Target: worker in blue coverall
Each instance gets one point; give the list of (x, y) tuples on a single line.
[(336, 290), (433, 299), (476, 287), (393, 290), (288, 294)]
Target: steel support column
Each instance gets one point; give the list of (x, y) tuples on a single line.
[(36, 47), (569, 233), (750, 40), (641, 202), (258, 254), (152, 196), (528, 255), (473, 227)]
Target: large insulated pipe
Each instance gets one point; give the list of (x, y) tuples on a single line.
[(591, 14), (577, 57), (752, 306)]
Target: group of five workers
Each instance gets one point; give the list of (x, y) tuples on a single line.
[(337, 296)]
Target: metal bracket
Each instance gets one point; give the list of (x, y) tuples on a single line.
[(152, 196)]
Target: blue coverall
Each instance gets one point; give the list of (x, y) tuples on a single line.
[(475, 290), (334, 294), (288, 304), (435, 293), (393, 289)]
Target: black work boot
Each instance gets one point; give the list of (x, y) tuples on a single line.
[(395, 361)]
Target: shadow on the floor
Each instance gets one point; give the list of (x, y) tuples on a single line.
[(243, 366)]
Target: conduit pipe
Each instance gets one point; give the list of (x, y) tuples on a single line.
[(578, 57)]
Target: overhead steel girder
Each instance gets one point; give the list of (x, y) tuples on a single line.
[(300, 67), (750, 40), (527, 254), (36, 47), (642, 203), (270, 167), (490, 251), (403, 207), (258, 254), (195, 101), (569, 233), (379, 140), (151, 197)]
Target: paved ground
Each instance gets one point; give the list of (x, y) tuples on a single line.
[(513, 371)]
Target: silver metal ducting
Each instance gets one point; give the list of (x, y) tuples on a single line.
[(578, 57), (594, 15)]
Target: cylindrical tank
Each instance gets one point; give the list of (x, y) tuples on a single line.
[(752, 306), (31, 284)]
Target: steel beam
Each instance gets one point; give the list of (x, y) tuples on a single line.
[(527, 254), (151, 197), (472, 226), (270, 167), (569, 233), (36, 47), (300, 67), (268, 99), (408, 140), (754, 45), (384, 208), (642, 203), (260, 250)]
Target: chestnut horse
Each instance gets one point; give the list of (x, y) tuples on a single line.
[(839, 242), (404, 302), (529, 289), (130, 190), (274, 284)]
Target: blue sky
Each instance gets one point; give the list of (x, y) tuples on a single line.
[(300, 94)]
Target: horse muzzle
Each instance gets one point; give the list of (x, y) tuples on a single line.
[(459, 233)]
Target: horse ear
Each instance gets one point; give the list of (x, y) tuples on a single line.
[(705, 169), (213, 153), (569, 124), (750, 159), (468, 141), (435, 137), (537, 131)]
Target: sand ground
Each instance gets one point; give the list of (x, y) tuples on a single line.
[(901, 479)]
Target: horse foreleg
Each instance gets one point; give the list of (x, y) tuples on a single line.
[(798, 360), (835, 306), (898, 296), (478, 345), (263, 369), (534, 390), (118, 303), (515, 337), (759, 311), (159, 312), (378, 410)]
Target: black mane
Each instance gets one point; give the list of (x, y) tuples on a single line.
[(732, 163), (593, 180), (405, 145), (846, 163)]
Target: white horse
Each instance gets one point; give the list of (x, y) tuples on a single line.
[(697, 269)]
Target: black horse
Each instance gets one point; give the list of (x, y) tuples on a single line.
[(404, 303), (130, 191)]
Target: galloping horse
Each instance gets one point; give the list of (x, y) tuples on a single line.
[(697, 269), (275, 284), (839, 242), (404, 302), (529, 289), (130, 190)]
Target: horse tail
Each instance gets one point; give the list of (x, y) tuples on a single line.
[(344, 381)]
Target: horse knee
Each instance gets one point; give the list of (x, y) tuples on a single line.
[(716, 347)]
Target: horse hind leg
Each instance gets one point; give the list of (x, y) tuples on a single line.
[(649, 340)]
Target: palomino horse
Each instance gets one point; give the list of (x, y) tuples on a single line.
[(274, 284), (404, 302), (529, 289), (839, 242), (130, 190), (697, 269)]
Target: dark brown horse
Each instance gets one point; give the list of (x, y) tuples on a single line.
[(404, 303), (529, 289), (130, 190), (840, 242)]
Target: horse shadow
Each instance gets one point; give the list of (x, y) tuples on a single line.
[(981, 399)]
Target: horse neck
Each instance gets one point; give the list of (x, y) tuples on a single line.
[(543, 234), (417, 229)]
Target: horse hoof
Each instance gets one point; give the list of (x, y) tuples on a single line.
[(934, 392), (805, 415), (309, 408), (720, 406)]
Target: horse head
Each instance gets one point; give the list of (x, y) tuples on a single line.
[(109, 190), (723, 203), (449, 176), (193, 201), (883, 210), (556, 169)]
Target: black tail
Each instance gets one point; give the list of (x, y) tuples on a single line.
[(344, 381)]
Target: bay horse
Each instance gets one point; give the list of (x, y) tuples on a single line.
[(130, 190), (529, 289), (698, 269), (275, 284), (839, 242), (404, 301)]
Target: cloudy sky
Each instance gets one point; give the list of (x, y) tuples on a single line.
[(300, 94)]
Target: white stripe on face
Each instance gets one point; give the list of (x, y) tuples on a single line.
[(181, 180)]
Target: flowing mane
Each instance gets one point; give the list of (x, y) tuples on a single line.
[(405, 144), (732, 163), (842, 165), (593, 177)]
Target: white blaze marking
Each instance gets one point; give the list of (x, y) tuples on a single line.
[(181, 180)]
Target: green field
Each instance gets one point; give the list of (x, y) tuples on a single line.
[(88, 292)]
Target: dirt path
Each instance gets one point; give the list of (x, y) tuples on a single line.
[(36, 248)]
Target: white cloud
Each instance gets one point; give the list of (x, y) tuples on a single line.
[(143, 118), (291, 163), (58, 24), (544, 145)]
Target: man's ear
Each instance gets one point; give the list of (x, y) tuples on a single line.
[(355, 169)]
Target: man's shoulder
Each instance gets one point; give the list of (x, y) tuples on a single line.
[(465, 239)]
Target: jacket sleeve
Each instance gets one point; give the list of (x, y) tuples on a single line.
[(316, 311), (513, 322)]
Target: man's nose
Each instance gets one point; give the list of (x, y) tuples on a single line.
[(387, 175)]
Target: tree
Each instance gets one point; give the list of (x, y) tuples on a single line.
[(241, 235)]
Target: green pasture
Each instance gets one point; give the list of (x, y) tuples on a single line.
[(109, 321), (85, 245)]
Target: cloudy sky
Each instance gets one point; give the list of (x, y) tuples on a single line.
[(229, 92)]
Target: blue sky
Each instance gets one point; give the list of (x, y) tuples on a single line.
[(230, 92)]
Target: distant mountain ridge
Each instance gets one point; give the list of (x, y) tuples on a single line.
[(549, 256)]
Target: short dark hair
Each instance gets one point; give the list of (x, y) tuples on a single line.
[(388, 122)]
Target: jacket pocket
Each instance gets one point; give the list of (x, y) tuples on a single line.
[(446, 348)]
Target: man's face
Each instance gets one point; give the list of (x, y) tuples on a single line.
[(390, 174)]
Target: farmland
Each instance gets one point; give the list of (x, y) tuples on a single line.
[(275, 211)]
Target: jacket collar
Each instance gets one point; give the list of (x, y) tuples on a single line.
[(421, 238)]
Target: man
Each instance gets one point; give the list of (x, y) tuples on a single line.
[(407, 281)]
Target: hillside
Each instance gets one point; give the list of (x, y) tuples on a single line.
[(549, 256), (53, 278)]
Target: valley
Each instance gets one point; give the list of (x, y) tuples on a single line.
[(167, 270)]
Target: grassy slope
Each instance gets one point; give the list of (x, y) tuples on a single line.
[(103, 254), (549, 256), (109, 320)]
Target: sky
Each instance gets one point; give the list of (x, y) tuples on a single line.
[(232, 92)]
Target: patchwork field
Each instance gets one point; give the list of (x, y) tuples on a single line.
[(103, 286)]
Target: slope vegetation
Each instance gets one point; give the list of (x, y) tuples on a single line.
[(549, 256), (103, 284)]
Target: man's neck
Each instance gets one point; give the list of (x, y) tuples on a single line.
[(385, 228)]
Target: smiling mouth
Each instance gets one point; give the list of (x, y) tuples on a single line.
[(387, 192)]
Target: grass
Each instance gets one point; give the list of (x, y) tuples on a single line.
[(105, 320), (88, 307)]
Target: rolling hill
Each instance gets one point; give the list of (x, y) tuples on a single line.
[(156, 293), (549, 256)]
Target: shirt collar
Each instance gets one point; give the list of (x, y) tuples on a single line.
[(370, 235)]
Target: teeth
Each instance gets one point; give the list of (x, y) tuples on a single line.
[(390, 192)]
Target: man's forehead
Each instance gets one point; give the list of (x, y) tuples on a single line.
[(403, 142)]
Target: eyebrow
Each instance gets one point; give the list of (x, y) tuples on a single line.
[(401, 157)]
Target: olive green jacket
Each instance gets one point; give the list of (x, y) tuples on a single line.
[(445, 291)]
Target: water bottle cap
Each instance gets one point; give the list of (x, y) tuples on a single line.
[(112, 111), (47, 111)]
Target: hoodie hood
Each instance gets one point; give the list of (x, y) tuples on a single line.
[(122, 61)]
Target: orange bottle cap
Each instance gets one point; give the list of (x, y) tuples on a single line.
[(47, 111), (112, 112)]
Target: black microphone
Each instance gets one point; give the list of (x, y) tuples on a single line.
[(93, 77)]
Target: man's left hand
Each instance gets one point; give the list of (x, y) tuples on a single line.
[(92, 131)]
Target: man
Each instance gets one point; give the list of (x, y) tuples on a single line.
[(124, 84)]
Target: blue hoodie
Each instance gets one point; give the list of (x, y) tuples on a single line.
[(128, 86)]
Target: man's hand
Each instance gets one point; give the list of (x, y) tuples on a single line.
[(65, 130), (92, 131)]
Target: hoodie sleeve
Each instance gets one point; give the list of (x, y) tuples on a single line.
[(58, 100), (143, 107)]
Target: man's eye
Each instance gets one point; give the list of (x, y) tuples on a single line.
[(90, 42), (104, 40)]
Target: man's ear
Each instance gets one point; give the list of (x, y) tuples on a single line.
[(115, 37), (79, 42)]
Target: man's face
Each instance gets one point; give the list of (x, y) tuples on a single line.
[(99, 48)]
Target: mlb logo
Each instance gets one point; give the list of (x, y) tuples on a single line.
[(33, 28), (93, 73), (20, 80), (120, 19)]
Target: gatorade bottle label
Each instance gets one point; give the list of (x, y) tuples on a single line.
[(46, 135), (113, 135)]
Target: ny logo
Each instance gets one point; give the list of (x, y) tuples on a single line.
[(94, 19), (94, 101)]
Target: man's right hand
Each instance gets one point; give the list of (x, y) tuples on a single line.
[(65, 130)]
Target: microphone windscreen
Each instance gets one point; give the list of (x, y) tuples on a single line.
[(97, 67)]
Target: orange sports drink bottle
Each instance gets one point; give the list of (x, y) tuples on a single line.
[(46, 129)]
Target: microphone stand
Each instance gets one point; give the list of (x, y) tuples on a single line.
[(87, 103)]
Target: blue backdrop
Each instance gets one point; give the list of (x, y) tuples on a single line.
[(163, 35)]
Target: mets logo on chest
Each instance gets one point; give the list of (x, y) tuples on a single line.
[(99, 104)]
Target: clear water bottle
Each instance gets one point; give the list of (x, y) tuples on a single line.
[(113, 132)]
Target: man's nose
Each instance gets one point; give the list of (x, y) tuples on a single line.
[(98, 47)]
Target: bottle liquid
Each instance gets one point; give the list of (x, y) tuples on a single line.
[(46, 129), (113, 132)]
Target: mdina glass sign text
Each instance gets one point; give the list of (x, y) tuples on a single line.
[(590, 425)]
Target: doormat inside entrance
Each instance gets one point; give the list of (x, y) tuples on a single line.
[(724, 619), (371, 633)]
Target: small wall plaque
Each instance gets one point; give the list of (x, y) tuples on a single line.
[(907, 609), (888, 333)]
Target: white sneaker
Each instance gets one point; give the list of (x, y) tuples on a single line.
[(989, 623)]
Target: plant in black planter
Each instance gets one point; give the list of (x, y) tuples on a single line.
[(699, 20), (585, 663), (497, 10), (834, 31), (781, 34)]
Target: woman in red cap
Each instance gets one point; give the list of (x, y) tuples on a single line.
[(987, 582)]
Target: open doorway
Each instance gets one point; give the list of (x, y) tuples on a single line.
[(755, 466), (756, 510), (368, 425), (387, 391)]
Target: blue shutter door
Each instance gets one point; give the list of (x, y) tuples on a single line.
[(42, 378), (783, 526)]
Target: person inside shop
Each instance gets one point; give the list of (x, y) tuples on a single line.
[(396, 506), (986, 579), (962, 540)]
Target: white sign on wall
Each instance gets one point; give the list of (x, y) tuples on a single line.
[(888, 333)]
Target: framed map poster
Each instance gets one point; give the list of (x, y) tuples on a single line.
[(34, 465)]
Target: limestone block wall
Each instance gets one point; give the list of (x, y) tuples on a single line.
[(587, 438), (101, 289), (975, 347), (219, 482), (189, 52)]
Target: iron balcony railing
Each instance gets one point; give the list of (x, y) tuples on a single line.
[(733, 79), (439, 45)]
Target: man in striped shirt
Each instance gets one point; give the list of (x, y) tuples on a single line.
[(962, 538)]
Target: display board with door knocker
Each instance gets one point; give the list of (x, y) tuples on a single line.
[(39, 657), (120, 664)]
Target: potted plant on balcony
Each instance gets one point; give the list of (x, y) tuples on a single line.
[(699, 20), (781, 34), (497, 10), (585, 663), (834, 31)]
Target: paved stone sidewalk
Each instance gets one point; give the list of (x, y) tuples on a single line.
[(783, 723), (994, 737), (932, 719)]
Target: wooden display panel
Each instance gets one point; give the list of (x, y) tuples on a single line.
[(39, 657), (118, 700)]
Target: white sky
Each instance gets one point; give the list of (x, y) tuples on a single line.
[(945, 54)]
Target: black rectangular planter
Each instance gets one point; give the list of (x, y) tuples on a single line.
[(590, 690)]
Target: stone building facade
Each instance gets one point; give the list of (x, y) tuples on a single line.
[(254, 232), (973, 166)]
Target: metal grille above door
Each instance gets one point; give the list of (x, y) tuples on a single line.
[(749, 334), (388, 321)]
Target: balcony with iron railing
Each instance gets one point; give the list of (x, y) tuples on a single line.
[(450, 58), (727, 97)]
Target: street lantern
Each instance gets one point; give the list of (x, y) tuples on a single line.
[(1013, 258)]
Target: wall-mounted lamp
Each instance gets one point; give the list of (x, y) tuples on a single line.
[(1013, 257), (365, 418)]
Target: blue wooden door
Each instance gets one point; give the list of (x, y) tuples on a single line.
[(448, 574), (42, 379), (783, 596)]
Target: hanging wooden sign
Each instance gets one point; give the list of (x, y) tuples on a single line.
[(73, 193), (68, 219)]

---

Can you write out everything from the start of the listing above down to the line containing "[(337, 296)]", both ends included, with every coordinate in the answers multiplied by 0.2 and rounded to a whole number, halves rounding up? Keep the requests unchanged and give only those lines.

RESPONSE TO THIS TASK
Target: worker in blue coverall
Each instance gets one point; give the list of (x, y) tuples on a single line.
[(67, 58), (87, 60), (95, 57), (79, 58), (58, 59)]
Target: steel support column
Each instance gets one point; give the list of (x, y) tuples on a single line.
[(7, 9), (114, 47), (150, 8), (128, 40), (52, 51), (30, 39), (106, 51), (95, 45)]
Target: large insulated pipe
Each instance gets one point; give the list of (x, y) tuples on a single line.
[(118, 3), (115, 11), (150, 61)]
Target: group of five workers
Each instance gets one point; give the list of (x, y) tuples on a single line.
[(67, 59)]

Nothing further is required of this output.